• WRITTEN PROBLEM 1: Please put the rows below into a numbered list, leaving out blank lines, starting with the line that contains "You are given a photograph. For the rough" and going on through the end of the rows.

• PAGE TEXT:
------------------------------
Other Different representations for knowledge spaces: kmSF2basis(), kmSR2basis(), kmsurmisefunction(), kmsurmiserelation(), kmunionclosure()

Other Different representations for knowledge spaces: kmSF2basis(), kmSR2basis(), kmsurmisefunction(), kmsurmiserelation(), kmunionclosure()

Examples

kmbasis(xpl$space)

kmbasis(xpl$space)

---

Compute the fringe of a state within a knowledge structure using its basis

Description

kmbasisfringe computes the fringe of a state within a knowledge structure, i.e. the set of items by which the state differs from its neighbours.

Usage

kmbasisfringe(state, basis)

kmbasisinnerfringe(state, basis)

kmbasisouterfringe(state, basis)

Arguments

state	Binary vector representing a knowledge state
basis	kmbasis object

Value

Binary vector representing the fringe

References

Hockemeyer C (1997). Using the Basis of a Knowledge Space for Determining the Fringe of a Knowledge State. Journal of Mathematical Psychology, 41, 275–279.

See Also

Other Fringes & learning paths: kmbasisneighbourhood(), kmfringe(), kmgradations(), kmlearningpaths(), kmneighbourhood(), kmnneighbourhood()

Examples

kmbasisfringe(c(1,0,0,0), xpl$basis)

---

Compute the neighbourhod of a state within a knowledge structure using its basis

Description

kmbasisneighbourhood computes the neighbourhood of a state within a knowledge structure, i.e. the family of all other states with a symmetric set difference of 1.

Usage

kmbasisneighbourhood(state, basis, include = FALSE)

Arguments

state	Binary vector representing a knowledge state
basis	kmbasis object
include	Boolean whether the original state should be included in the result (default FALSE)

Value

Matrix containing the neighbouring states, one per row

See Also

Other Fringes & learning paths: kmbasisfringe(), kmfringe(), kmgradations(), kmlearningpaths(), kmneighbourhood(), kmnneighbourhood()

Examples

kmbasisneighbourhood(c(1,1,0,0), xpl$basis)

---

Determine a color vector based on probabilities

Description

kmcolors takes a probabilty vector and a color palette and creates a color vector to be used with kstMatrix::plot.

Usage

kmcolors(prob, palette = cm.colors)

Arguments

prob	Probability vector
palette	Color palette (default = cm.colors)

See Also

Other Plotting knowledge structures: plot()

Other Utilities: kmdoubleequal(), kmsetiselement(), kmsymmsetdiff()

---

Compute the distance between a data set and a knowledge structure

Description

kmdist returns a named vector with the frequencies of distances between a set of response patterns and a knowledge structure. This vector can be used to compute, e.g., the Discrepancy Index (DI) or the Distance Agreement Coefficient (DA).

Usage

kmdist(data, struct)
------------------------------
• RECORD EXTRACTS:
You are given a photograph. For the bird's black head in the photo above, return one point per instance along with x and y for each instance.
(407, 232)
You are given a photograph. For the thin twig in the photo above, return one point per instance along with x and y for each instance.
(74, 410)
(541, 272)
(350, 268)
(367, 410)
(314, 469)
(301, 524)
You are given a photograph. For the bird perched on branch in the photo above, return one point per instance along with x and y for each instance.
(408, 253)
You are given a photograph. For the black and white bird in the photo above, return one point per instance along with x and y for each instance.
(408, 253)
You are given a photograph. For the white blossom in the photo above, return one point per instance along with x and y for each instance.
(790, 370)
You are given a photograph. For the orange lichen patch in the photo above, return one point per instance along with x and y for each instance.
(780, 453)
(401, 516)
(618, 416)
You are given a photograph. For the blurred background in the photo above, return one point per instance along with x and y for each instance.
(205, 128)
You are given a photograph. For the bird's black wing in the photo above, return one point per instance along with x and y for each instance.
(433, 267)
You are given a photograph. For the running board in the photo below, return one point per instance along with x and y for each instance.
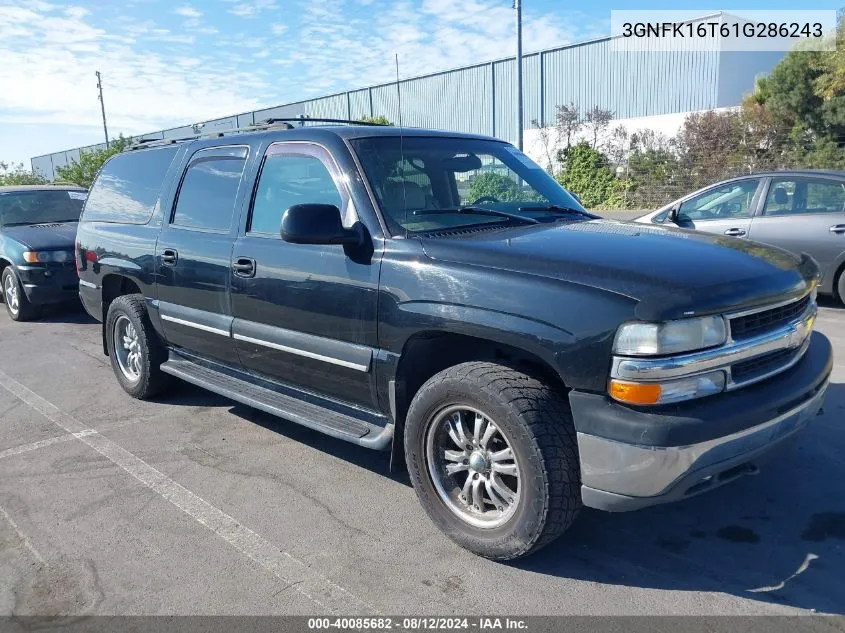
(314, 416)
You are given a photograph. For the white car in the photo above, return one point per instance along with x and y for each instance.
(800, 211)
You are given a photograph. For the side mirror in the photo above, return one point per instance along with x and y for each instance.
(673, 213)
(316, 224)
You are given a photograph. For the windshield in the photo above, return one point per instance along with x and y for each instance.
(40, 207)
(428, 184)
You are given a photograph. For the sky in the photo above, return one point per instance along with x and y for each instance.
(166, 63)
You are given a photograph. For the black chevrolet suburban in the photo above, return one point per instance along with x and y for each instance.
(439, 296)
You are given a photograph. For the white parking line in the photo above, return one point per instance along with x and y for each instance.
(25, 448)
(314, 586)
(22, 536)
(34, 446)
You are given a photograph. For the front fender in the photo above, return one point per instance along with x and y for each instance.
(569, 326)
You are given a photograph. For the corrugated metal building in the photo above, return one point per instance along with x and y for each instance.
(481, 98)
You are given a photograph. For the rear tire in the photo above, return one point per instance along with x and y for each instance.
(17, 305)
(532, 420)
(135, 350)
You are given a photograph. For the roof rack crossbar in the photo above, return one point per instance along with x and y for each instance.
(266, 124)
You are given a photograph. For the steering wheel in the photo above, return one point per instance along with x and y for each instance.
(485, 199)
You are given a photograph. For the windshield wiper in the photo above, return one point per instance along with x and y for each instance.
(560, 211)
(478, 211)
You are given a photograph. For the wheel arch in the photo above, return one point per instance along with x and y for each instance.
(428, 352)
(114, 285)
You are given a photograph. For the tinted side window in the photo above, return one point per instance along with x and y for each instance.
(209, 188)
(288, 179)
(127, 189)
(798, 196)
(725, 202)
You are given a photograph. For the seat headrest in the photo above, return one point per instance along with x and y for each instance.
(401, 194)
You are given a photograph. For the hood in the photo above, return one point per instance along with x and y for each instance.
(39, 237)
(670, 272)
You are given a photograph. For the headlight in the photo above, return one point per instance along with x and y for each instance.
(669, 337)
(677, 390)
(40, 257)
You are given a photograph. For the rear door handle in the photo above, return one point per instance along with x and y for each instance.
(244, 267)
(169, 257)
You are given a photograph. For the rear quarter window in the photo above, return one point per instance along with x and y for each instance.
(128, 187)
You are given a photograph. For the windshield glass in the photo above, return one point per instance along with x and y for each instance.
(427, 183)
(40, 207)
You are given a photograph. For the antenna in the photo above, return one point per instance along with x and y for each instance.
(401, 146)
(102, 106)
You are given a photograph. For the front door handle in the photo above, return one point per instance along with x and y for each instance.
(244, 267)
(169, 257)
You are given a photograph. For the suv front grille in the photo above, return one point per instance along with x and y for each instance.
(743, 327)
(762, 365)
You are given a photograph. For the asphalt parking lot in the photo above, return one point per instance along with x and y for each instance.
(197, 505)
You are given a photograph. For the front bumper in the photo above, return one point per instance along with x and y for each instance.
(633, 458)
(54, 284)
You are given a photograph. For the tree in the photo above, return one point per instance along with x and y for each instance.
(830, 84)
(82, 173)
(709, 147)
(569, 122)
(587, 173)
(16, 174)
(494, 185)
(549, 140)
(618, 145)
(378, 119)
(596, 120)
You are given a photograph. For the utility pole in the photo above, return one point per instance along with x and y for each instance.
(517, 4)
(102, 107)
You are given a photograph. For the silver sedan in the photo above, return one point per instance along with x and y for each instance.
(801, 211)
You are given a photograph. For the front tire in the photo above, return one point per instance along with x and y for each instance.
(17, 305)
(493, 458)
(135, 350)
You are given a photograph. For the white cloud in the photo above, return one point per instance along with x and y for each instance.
(163, 73)
(188, 11)
(144, 89)
(251, 8)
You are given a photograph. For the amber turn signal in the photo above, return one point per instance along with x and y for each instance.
(635, 392)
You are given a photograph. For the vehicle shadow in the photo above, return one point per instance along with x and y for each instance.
(374, 461)
(825, 301)
(185, 394)
(71, 313)
(776, 537)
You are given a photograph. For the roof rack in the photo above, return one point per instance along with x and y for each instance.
(266, 124)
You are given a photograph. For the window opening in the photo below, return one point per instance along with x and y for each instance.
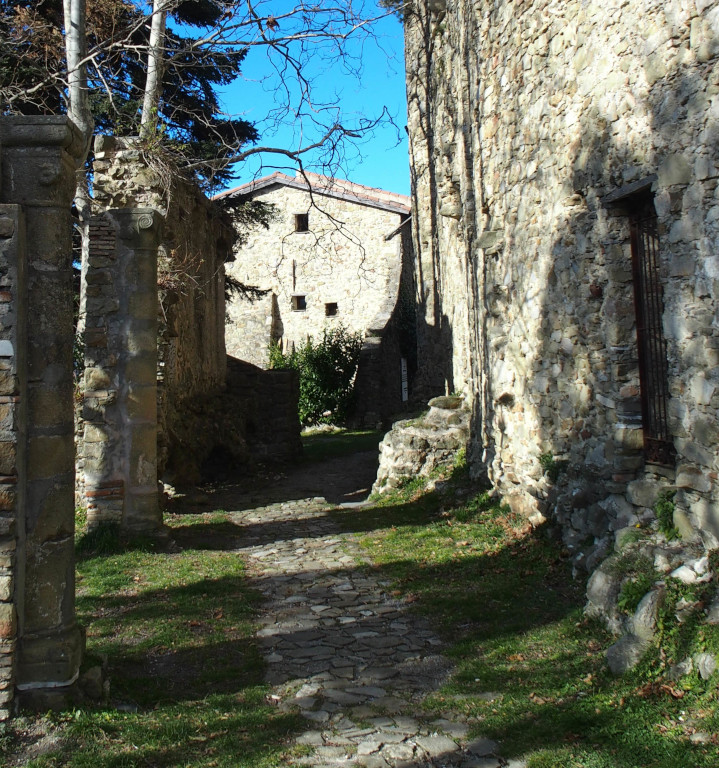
(649, 308)
(302, 222)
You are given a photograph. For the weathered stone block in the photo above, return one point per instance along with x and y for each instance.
(8, 621)
(643, 493)
(97, 379)
(8, 497)
(8, 455)
(49, 585)
(50, 455)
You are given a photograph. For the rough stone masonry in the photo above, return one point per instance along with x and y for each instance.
(555, 145)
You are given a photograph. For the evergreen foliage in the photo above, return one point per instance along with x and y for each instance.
(327, 371)
(189, 119)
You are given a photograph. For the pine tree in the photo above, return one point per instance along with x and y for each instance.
(185, 110)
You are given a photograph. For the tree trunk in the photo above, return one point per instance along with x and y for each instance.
(79, 112)
(153, 84)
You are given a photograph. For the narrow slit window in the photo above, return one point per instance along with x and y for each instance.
(649, 307)
(302, 222)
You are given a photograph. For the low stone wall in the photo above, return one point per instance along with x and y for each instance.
(417, 447)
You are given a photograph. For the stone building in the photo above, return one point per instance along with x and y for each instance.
(334, 253)
(567, 205)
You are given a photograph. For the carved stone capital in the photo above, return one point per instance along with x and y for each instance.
(39, 157)
(138, 228)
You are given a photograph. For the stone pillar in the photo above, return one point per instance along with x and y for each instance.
(119, 446)
(12, 381)
(38, 174)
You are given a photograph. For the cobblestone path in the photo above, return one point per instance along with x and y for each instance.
(347, 654)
------------------------------
• WRITTEN PROBLEM 2:
Answer these questions from the documentation text above:
(a) What does kmbasisfringe return?
(b) What is the default value of the include argument in kmbasisneighbourhood?
(c) Which color palette does kmcolors use by default?

• EXERCISE RESPONSE 1:
1. You are given a photograph. For the rough stone masonry in the photo above, return one point per instance along with x and y for each instance.
2. (555, 145)
3. You are given a photograph. For the evergreen foliage in the photo above, return one point per instance along with x and y for each instance.
4. (327, 371)
5. (189, 119)
6. You are given a photograph. For the pine tree in the photo above, return one point per instance along with x and y for each instance.
7. (185, 110)
8. You are given a photograph. For the tree trunk in the photo above, return one point per instance along with x and y for each instance.
9. (79, 112)
10. (153, 84)
11. You are given a photograph. For the narrow slit window in the photo above, return one point per instance along with x and y for each instance.
12. (649, 307)
13. (302, 222)
14. You are given a photograph. For the low stone wall in the photo above, return one point per instance along with x and y for each instance.
15. (417, 447)
16. You are given a photograph. For the stone building in the photo above, return one point per instance along with x and y for each instance.
17. (334, 253)
18. (567, 205)
19. You are given a photograph. For the carved stone capital in the photo above, return one point per instance along with x and y for each instance.
20. (39, 157)
21. (138, 228)
22. You are given a photograph. For the stone pillar in the photo above, return one point per instance along with x and y for each instance.
23. (119, 446)
24. (12, 381)
25. (38, 174)
26. You are given a photograph. For the cobblestone path in the photo above, return one point per instance along with x and y for each instance.
27. (347, 654)

• EXERCISE RESPONSE 2:
(a) A binary vector representing the fringe.
(b) FALSE.
(c) cm.colors.